▶ _TASK INSTRUCTIONS_
Copy the listing from its first line up to and including the line with "top-left (459, 333), bottom-right (544, 485)", substituting "piece" for every "leaf" and leaving everything else unchanged. Leave the pictures out.

— start SOURCE DATA —

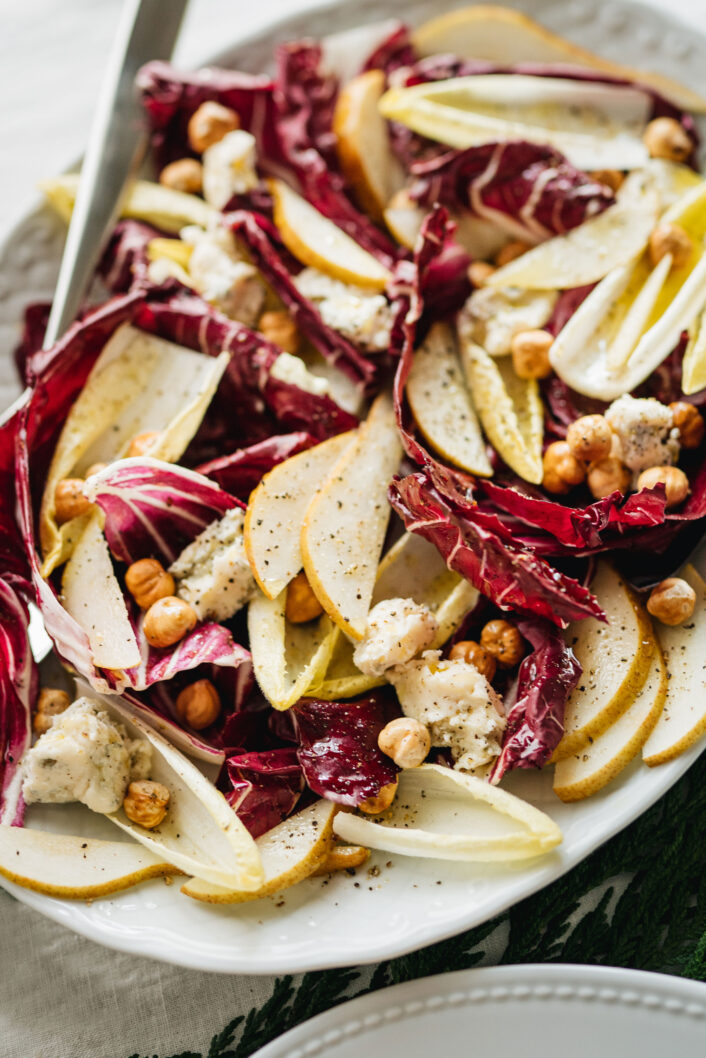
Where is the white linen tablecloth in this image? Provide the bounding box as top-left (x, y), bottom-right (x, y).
top-left (0, 0), bottom-right (706, 1058)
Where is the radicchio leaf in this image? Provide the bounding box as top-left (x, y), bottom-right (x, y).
top-left (490, 620), bottom-right (582, 784)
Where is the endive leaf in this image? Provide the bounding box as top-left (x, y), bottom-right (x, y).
top-left (333, 764), bottom-right (561, 863)
top-left (459, 333), bottom-right (544, 485)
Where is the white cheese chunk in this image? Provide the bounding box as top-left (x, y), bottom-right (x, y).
top-left (184, 225), bottom-right (266, 327)
top-left (22, 698), bottom-right (151, 813)
top-left (201, 129), bottom-right (257, 209)
top-left (605, 394), bottom-right (680, 475)
top-left (354, 599), bottom-right (439, 676)
top-left (386, 651), bottom-right (505, 772)
top-left (169, 507), bottom-right (255, 621)
top-left (294, 268), bottom-right (394, 352)
top-left (458, 287), bottom-right (558, 357)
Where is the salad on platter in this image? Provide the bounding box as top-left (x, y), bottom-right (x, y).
top-left (0, 6), bottom-right (706, 904)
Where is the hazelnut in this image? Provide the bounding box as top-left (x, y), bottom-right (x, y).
top-left (642, 117), bottom-right (693, 162)
top-left (589, 169), bottom-right (626, 191)
top-left (358, 780), bottom-right (397, 816)
top-left (125, 559), bottom-right (175, 609)
top-left (481, 618), bottom-right (525, 669)
top-left (647, 577), bottom-right (696, 624)
top-left (160, 158), bottom-right (203, 195)
top-left (125, 430), bottom-right (162, 459)
top-left (466, 261), bottom-right (497, 287)
top-left (648, 224), bottom-right (693, 268)
top-left (449, 639), bottom-right (497, 681)
top-left (285, 570), bottom-right (324, 624)
top-left (586, 456), bottom-right (632, 499)
top-left (669, 400), bottom-right (704, 449)
top-left (495, 239), bottom-right (531, 268)
top-left (566, 415), bottom-right (613, 462)
top-left (378, 716), bottom-right (432, 770)
top-left (637, 467), bottom-right (689, 508)
top-left (257, 311), bottom-right (301, 357)
top-left (542, 441), bottom-right (586, 496)
top-left (510, 330), bottom-right (554, 379)
top-left (186, 99), bottom-right (240, 154)
top-left (32, 687), bottom-right (71, 734)
top-left (123, 779), bottom-right (169, 831)
top-left (143, 596), bottom-right (198, 650)
top-left (54, 477), bottom-right (91, 526)
top-left (176, 679), bottom-right (220, 731)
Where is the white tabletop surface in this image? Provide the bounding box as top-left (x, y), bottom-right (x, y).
top-left (0, 0), bottom-right (706, 1058)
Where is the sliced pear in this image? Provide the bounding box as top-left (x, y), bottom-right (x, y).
top-left (380, 73), bottom-right (652, 169)
top-left (301, 394), bottom-right (402, 639)
top-left (309, 533), bottom-right (478, 701)
top-left (0, 826), bottom-right (176, 900)
top-left (39, 172), bottom-right (212, 233)
top-left (486, 172), bottom-right (659, 290)
top-left (459, 329), bottom-right (544, 485)
top-left (405, 323), bottom-right (492, 477)
top-left (248, 588), bottom-right (336, 709)
top-left (333, 764), bottom-right (561, 863)
top-left (642, 566), bottom-right (706, 767)
top-left (333, 70), bottom-right (404, 221)
top-left (61, 515), bottom-right (141, 670)
top-left (554, 646), bottom-right (667, 802)
top-left (243, 431), bottom-right (355, 599)
top-left (181, 800), bottom-right (338, 904)
top-left (269, 180), bottom-right (391, 291)
top-left (39, 324), bottom-right (230, 577)
top-left (554, 562), bottom-right (656, 761)
top-left (412, 4), bottom-right (706, 113)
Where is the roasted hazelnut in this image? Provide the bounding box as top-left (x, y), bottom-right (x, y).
top-left (637, 467), bottom-right (689, 508)
top-left (642, 117), bottom-right (693, 162)
top-left (176, 679), bottom-right (220, 731)
top-left (358, 780), bottom-right (398, 816)
top-left (542, 441), bottom-right (586, 496)
top-left (125, 559), bottom-right (175, 609)
top-left (648, 224), bottom-right (693, 268)
top-left (257, 311), bottom-right (302, 357)
top-left (160, 158), bottom-right (203, 195)
top-left (586, 456), bottom-right (632, 499)
top-left (123, 779), bottom-right (169, 831)
top-left (466, 260), bottom-right (497, 287)
top-left (143, 596), bottom-right (198, 650)
top-left (566, 415), bottom-right (613, 462)
top-left (186, 99), bottom-right (240, 154)
top-left (510, 330), bottom-right (554, 379)
top-left (125, 430), bottom-right (162, 459)
top-left (449, 639), bottom-right (497, 681)
top-left (378, 716), bottom-right (432, 770)
top-left (669, 400), bottom-right (704, 449)
top-left (481, 618), bottom-right (525, 669)
top-left (495, 239), bottom-right (531, 268)
top-left (54, 477), bottom-right (91, 526)
top-left (32, 687), bottom-right (71, 734)
top-left (285, 570), bottom-right (324, 624)
top-left (647, 577), bottom-right (696, 625)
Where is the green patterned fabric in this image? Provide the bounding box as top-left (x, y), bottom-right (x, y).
top-left (131, 756), bottom-right (706, 1058)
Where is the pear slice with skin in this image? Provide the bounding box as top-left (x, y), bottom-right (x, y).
top-left (268, 179), bottom-right (391, 291)
top-left (554, 646), bottom-right (667, 802)
top-left (301, 394), bottom-right (402, 639)
top-left (553, 562), bottom-right (656, 761)
top-left (405, 323), bottom-right (492, 477)
top-left (642, 566), bottom-right (706, 767)
top-left (333, 764), bottom-right (561, 863)
top-left (333, 70), bottom-right (404, 222)
top-left (181, 800), bottom-right (338, 904)
top-left (242, 431), bottom-right (356, 599)
top-left (0, 826), bottom-right (183, 900)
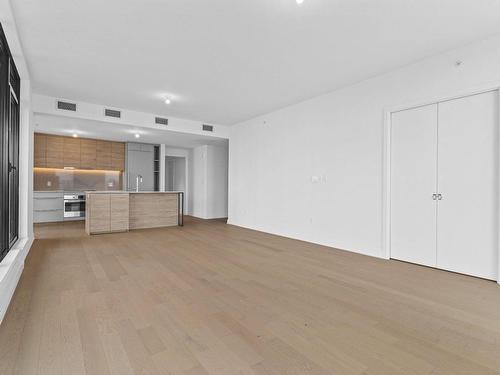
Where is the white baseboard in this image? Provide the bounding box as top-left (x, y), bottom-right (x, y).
top-left (0, 237), bottom-right (33, 324)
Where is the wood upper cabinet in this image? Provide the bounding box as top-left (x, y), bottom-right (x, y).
top-left (33, 133), bottom-right (47, 168)
top-left (34, 133), bottom-right (125, 172)
top-left (80, 139), bottom-right (97, 169)
top-left (111, 142), bottom-right (125, 171)
top-left (63, 137), bottom-right (80, 168)
top-left (97, 141), bottom-right (112, 170)
top-left (45, 135), bottom-right (64, 168)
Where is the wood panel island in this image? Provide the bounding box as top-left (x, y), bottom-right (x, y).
top-left (85, 191), bottom-right (184, 234)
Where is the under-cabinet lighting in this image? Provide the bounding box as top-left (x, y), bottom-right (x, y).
top-left (33, 167), bottom-right (122, 173)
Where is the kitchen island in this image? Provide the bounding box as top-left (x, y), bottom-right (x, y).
top-left (85, 191), bottom-right (184, 234)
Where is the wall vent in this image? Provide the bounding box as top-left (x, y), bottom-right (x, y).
top-left (155, 117), bottom-right (168, 125)
top-left (104, 108), bottom-right (122, 118)
top-left (57, 100), bottom-right (76, 112)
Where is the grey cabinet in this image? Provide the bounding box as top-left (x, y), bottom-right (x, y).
top-left (127, 143), bottom-right (154, 191)
top-left (33, 192), bottom-right (64, 223)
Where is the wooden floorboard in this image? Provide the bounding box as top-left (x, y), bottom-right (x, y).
top-left (0, 218), bottom-right (500, 375)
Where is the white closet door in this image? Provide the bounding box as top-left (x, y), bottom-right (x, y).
top-left (437, 91), bottom-right (498, 279)
top-left (390, 104), bottom-right (437, 267)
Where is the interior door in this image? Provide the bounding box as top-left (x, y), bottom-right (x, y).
top-left (390, 104), bottom-right (437, 267)
top-left (7, 94), bottom-right (19, 247)
top-left (437, 91), bottom-right (498, 279)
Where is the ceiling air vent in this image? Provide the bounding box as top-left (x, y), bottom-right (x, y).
top-left (57, 100), bottom-right (76, 112)
top-left (104, 108), bottom-right (122, 118)
top-left (155, 117), bottom-right (168, 125)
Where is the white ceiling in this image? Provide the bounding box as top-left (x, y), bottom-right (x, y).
top-left (12, 0), bottom-right (500, 125)
top-left (35, 113), bottom-right (227, 148)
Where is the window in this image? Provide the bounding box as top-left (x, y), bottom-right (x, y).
top-left (0, 24), bottom-right (20, 260)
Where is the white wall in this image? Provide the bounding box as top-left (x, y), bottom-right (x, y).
top-left (207, 145), bottom-right (228, 218)
top-left (229, 36), bottom-right (500, 257)
top-left (191, 145), bottom-right (208, 219)
top-left (192, 145), bottom-right (228, 219)
top-left (0, 0), bottom-right (33, 322)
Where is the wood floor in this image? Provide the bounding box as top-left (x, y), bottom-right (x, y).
top-left (0, 219), bottom-right (500, 375)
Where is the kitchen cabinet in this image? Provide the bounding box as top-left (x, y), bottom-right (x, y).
top-left (127, 143), bottom-right (154, 191)
top-left (33, 192), bottom-right (64, 223)
top-left (34, 133), bottom-right (126, 172)
top-left (109, 194), bottom-right (129, 232)
top-left (85, 192), bottom-right (129, 234)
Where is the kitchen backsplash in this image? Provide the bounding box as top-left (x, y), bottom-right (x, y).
top-left (33, 168), bottom-right (123, 191)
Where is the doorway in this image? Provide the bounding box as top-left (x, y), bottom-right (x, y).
top-left (165, 156), bottom-right (187, 193)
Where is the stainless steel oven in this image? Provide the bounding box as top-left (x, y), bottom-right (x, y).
top-left (64, 193), bottom-right (85, 219)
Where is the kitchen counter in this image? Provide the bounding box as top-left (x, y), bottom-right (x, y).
top-left (85, 191), bottom-right (184, 234)
top-left (86, 190), bottom-right (184, 194)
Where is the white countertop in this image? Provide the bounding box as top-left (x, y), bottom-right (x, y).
top-left (85, 190), bottom-right (184, 194)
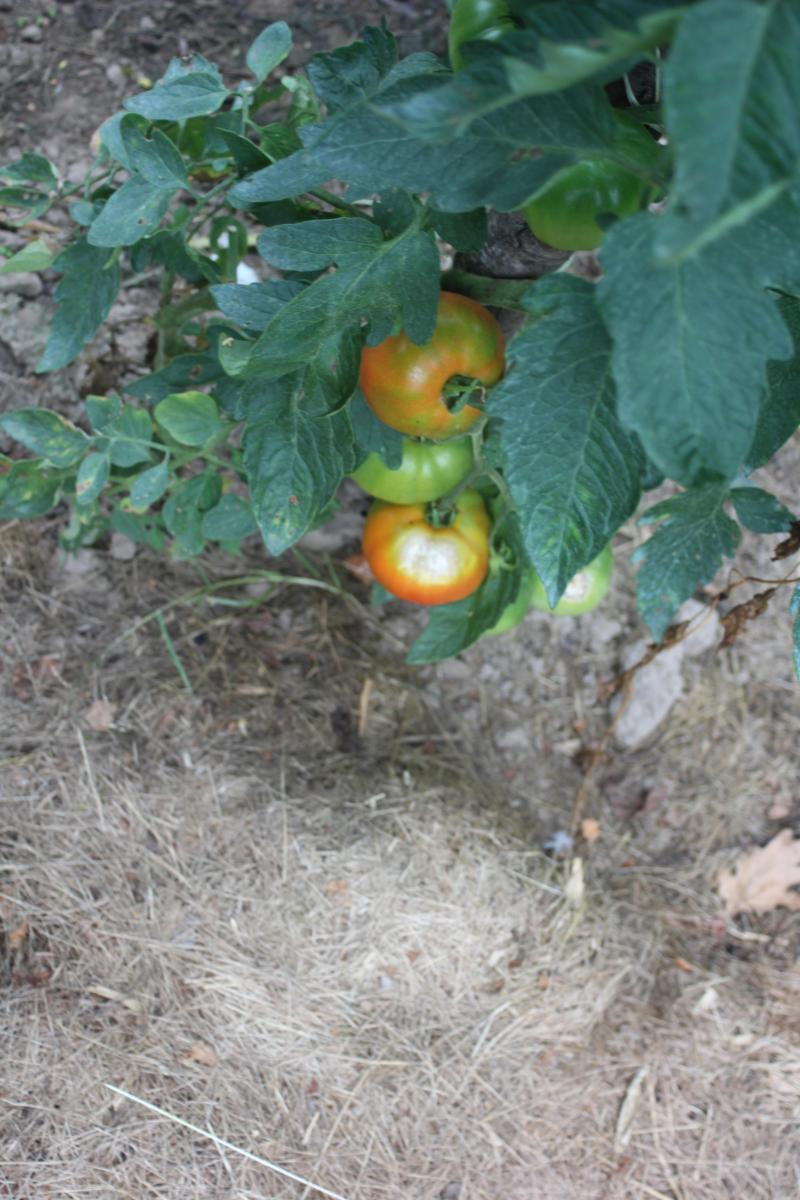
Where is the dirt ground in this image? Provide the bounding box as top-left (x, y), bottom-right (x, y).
top-left (0, 0), bottom-right (800, 1200)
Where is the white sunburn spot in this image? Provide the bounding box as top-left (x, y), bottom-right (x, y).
top-left (564, 571), bottom-right (589, 601)
top-left (398, 529), bottom-right (459, 580)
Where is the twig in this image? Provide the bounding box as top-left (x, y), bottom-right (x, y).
top-left (103, 1084), bottom-right (347, 1200)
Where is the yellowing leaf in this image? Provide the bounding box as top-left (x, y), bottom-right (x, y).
top-left (717, 829), bottom-right (800, 917)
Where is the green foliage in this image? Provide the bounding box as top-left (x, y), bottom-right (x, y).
top-left (0, 0), bottom-right (800, 664)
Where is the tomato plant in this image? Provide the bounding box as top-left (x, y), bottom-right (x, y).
top-left (353, 437), bottom-right (474, 504)
top-left (530, 546), bottom-right (614, 617)
top-left (447, 0), bottom-right (515, 71)
top-left (362, 488), bottom-right (492, 605)
top-left (522, 112), bottom-right (661, 250)
top-left (0, 0), bottom-right (800, 671)
top-left (359, 292), bottom-right (505, 438)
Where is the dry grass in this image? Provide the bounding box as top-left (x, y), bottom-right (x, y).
top-left (0, 535), bottom-right (800, 1200)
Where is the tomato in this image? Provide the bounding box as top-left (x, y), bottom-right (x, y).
top-left (353, 437), bottom-right (475, 504)
top-left (531, 546), bottom-right (614, 617)
top-left (483, 569), bottom-right (536, 637)
top-left (447, 0), bottom-right (516, 71)
top-left (522, 109), bottom-right (661, 250)
top-left (362, 488), bottom-right (492, 605)
top-left (359, 292), bottom-right (505, 440)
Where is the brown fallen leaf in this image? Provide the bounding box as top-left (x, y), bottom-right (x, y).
top-left (717, 829), bottom-right (800, 917)
top-left (83, 700), bottom-right (119, 733)
top-left (179, 1042), bottom-right (217, 1067)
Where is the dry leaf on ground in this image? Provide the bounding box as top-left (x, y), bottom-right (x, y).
top-left (717, 829), bottom-right (800, 917)
top-left (180, 1042), bottom-right (217, 1067)
top-left (83, 700), bottom-right (119, 733)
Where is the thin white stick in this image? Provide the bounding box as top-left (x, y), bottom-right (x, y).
top-left (103, 1084), bottom-right (347, 1200)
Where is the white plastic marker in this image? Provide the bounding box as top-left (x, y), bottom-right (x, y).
top-left (103, 1084), bottom-right (347, 1200)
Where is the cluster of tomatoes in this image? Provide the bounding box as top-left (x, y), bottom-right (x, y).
top-left (354, 292), bottom-right (610, 634)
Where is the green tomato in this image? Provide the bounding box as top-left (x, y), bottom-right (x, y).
top-left (522, 109), bottom-right (662, 250)
top-left (530, 546), bottom-right (614, 617)
top-left (353, 437), bottom-right (474, 504)
top-left (447, 0), bottom-right (517, 71)
top-left (483, 569), bottom-right (537, 637)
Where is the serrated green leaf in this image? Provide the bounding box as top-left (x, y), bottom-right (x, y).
top-left (386, 0), bottom-right (685, 139)
top-left (597, 214), bottom-right (792, 484)
top-left (0, 154), bottom-right (59, 187)
top-left (632, 484), bottom-right (741, 641)
top-left (246, 20), bottom-right (291, 83)
top-left (125, 71), bottom-right (228, 121)
top-left (0, 458), bottom-right (61, 521)
top-left (0, 408), bottom-right (90, 467)
top-left (124, 349), bottom-right (224, 404)
top-left (76, 452), bottom-right (112, 506)
top-left (203, 492), bottom-right (258, 541)
top-left (162, 472), bottom-right (222, 559)
top-left (745, 296), bottom-right (800, 469)
top-left (211, 280), bottom-right (302, 331)
top-left (657, 0), bottom-right (800, 260)
top-left (487, 275), bottom-right (644, 607)
top-left (241, 217), bottom-right (439, 378)
top-left (131, 458), bottom-right (169, 512)
top-left (112, 506), bottom-right (167, 551)
top-left (0, 238), bottom-right (55, 275)
top-left (789, 584), bottom-right (800, 683)
top-left (405, 570), bottom-right (522, 665)
top-left (730, 487), bottom-right (795, 533)
top-left (120, 115), bottom-right (188, 191)
top-left (350, 388), bottom-right (404, 469)
top-left (229, 50), bottom-right (582, 212)
top-left (36, 238), bottom-right (120, 364)
top-left (155, 391), bottom-right (225, 446)
top-left (242, 334), bottom-right (360, 554)
top-left (86, 175), bottom-right (175, 246)
top-left (98, 404), bottom-right (152, 467)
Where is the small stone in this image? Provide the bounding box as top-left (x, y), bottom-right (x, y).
top-left (106, 62), bottom-right (127, 90)
top-left (0, 271), bottom-right (42, 300)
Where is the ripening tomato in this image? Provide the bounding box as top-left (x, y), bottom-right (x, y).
top-left (359, 292), bottom-right (505, 440)
top-left (530, 546), bottom-right (614, 617)
top-left (362, 488), bottom-right (492, 605)
top-left (522, 109), bottom-right (662, 250)
top-left (353, 437), bottom-right (475, 504)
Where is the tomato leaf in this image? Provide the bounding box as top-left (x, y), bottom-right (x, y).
top-left (154, 391), bottom-right (225, 446)
top-left (124, 54), bottom-right (228, 121)
top-left (120, 115), bottom-right (188, 188)
top-left (242, 334), bottom-right (360, 554)
top-left (597, 215), bottom-right (792, 485)
top-left (632, 484), bottom-right (741, 641)
top-left (405, 570), bottom-right (522, 665)
top-left (0, 408), bottom-right (90, 467)
top-left (487, 275), bottom-right (643, 607)
top-left (231, 218), bottom-right (439, 378)
top-left (730, 487), bottom-right (796, 533)
top-left (746, 296), bottom-right (800, 469)
top-left (86, 175), bottom-right (175, 246)
top-left (657, 0), bottom-right (800, 260)
top-left (246, 20), bottom-right (291, 83)
top-left (0, 458), bottom-right (61, 521)
top-left (76, 452), bottom-right (112, 506)
top-left (203, 492), bottom-right (258, 541)
top-left (36, 238), bottom-right (120, 373)
top-left (789, 584), bottom-right (800, 683)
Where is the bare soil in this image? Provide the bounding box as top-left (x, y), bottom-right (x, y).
top-left (0, 0), bottom-right (800, 1200)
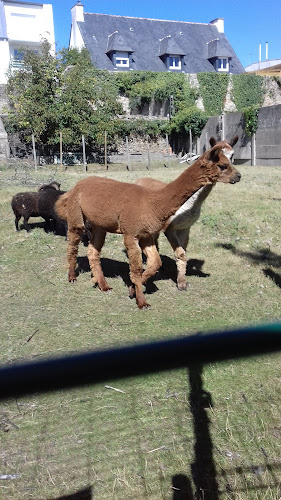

— end SOURCE DATA —

▶ _SOLUTION_
Where is the white linen tablecloth in this image? Provide the bounding box as top-left (x, y), bottom-right (x, y).
top-left (0, 0), bottom-right (706, 1058)
Where is the radicchio piece in this image? Provide the bounding box as top-left (x, y), bottom-right (x, y).
top-left (490, 620), bottom-right (582, 784)
Where is the endive piece in this image? Provide the bounding box as top-left (x, y), bottom-right (x, y).
top-left (333, 764), bottom-right (561, 863)
top-left (459, 333), bottom-right (544, 485)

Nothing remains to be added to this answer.